** Begin **
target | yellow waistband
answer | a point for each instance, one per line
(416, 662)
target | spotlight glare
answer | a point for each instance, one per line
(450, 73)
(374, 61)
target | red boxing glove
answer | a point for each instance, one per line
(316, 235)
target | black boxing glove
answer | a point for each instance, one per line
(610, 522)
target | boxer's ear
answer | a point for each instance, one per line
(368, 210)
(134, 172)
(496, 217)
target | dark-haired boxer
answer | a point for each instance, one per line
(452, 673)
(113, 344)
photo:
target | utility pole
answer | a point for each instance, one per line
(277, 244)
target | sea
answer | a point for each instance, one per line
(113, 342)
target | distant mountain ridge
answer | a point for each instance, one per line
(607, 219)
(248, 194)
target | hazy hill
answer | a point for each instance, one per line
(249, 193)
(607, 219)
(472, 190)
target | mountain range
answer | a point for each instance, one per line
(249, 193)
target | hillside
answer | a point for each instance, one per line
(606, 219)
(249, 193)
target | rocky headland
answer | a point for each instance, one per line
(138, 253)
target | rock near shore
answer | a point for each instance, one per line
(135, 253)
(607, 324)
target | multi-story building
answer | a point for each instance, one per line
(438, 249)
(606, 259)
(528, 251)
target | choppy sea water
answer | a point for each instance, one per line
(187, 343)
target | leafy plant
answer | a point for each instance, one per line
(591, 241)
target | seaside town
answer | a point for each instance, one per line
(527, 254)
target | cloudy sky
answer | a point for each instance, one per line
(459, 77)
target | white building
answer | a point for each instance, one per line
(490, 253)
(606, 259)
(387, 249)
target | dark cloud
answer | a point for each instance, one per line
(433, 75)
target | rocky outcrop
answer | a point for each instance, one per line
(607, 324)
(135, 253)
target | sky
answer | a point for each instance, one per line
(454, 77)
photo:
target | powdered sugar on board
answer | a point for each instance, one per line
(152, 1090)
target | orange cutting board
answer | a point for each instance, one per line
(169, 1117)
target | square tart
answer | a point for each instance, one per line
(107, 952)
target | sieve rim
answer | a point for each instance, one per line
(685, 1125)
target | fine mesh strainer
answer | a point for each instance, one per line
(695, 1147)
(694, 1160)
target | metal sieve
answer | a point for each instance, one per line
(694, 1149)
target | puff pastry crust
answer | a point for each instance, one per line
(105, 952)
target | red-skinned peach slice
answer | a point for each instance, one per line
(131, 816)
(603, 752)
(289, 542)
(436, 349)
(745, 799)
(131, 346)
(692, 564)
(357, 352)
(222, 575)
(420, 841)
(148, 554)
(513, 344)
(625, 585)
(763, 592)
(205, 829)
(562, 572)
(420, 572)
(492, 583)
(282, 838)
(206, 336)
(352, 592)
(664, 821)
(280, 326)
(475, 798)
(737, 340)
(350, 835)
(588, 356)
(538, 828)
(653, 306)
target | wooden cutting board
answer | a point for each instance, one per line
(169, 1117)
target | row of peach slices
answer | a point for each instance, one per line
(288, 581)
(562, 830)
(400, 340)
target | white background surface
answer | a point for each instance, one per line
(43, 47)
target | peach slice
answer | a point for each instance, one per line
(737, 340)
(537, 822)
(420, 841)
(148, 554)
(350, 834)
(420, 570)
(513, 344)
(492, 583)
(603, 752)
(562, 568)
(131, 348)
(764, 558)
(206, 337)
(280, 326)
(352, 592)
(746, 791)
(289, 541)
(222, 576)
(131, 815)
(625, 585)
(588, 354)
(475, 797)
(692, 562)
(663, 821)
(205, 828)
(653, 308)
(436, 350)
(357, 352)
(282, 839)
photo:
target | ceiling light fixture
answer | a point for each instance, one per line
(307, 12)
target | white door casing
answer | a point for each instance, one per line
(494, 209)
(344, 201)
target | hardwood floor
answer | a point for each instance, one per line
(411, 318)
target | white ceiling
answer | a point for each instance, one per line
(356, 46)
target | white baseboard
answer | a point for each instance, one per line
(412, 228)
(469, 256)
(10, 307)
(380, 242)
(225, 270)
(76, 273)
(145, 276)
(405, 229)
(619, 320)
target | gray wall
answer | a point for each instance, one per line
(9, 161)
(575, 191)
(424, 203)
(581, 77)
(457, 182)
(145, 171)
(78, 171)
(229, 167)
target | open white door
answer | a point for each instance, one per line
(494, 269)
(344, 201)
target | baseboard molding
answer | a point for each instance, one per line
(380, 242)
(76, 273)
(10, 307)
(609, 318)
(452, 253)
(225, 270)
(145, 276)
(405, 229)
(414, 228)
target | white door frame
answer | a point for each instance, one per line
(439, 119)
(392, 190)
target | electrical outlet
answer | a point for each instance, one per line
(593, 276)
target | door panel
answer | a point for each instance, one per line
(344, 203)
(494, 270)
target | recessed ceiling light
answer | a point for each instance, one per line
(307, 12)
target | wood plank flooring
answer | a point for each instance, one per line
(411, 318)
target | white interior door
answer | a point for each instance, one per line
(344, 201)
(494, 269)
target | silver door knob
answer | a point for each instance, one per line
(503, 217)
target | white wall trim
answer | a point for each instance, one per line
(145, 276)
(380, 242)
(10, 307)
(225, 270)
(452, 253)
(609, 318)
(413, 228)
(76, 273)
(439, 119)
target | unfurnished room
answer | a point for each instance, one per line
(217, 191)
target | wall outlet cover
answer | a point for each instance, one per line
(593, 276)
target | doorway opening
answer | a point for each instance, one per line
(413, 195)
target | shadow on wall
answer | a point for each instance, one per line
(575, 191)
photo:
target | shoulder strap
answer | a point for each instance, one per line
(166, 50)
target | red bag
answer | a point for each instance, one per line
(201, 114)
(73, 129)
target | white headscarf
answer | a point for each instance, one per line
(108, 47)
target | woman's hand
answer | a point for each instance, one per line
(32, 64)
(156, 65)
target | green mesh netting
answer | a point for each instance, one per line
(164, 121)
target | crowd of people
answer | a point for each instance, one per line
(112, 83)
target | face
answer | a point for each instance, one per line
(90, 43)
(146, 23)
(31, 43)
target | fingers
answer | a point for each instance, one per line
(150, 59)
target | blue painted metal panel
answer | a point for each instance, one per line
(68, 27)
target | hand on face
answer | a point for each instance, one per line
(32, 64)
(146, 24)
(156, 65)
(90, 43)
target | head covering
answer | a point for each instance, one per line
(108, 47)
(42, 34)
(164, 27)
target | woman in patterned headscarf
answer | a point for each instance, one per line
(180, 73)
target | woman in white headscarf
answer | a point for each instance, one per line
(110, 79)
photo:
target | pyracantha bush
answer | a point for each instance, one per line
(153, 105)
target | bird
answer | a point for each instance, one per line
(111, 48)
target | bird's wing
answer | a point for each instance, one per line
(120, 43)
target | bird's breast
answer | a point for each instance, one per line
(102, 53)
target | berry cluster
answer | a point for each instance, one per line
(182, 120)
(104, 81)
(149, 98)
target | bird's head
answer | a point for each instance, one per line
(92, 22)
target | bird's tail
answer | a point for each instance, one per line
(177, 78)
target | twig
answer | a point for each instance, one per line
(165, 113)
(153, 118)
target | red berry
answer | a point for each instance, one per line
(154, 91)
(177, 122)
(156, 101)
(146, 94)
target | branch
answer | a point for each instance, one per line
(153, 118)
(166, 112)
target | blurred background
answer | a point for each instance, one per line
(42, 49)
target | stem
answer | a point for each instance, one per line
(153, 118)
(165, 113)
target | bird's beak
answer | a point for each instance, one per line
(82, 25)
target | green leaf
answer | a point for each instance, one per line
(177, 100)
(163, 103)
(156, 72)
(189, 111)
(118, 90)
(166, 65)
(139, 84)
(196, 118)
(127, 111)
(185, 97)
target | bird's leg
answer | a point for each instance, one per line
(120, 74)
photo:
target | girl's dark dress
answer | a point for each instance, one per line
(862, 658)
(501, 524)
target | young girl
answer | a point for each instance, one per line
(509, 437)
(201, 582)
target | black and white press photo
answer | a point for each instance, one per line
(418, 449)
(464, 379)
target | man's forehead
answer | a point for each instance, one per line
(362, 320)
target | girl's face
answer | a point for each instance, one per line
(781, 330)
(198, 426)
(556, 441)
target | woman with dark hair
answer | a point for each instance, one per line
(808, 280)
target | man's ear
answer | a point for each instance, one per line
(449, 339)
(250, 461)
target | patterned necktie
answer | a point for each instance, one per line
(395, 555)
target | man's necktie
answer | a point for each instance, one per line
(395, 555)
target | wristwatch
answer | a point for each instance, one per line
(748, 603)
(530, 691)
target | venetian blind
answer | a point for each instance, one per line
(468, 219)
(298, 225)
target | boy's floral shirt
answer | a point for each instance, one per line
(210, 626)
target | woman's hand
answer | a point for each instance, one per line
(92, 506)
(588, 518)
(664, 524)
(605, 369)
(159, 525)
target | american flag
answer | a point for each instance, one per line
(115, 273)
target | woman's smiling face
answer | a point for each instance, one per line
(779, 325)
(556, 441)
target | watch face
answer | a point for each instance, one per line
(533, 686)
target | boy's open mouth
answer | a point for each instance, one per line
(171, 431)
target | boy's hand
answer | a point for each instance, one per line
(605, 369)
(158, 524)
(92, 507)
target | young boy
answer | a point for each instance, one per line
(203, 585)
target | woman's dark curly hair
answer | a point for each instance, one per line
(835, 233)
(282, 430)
** End **
**Task directions**: Copy out, without any changes, every line from the one that contains "target | black and white press photo" through the last line of the records, including both of those lines.

**Response to the exercise**:
target | black and white press photo
answer | a point for each instance, one per line
(418, 449)
(464, 379)
target | man's forehead
answer | a point for each instance, one per line
(362, 320)
target | girl's face
answer | a point for each instance, one per line
(781, 330)
(198, 426)
(556, 441)
target | woman with dark hair
answer | a point for each instance, one per line
(808, 280)
target | man's ear
answer | a point for each instance, one per line
(449, 339)
(250, 461)
target | patterned necktie
answer | a point for each instance, one per line
(395, 555)
target | man's necktie
answer | a point for each instance, one per line
(395, 555)
target | wristwatch
answer | a point for each instance, one per line
(748, 603)
(530, 691)
target | venetian blind
answer | a point for each instance, one per line
(468, 219)
(298, 225)
target | boy's floral shirt
answer | a point for each instance, one per line
(210, 626)
target | woman's hand
answer | a point for each instance, one per line
(92, 506)
(588, 518)
(664, 524)
(605, 369)
(159, 525)
target | american flag
answer | a point for each instance, one per line
(115, 273)
target | woman's smiling face
answer | a point for each instance, one per line
(779, 325)
(556, 441)
target | watch face
answer | a point for each instance, one per line
(533, 686)
target | boy's open mouth
answer | a point for each instance, one per line
(171, 431)
target | boy's hand
answer | a point for each instance, one per line
(605, 369)
(158, 524)
(92, 507)
target | young boy
answer | a point for each instance, one per line
(203, 585)
target | woman's dark curly hair
answer | a point for each instance, one per line
(835, 233)
(282, 430)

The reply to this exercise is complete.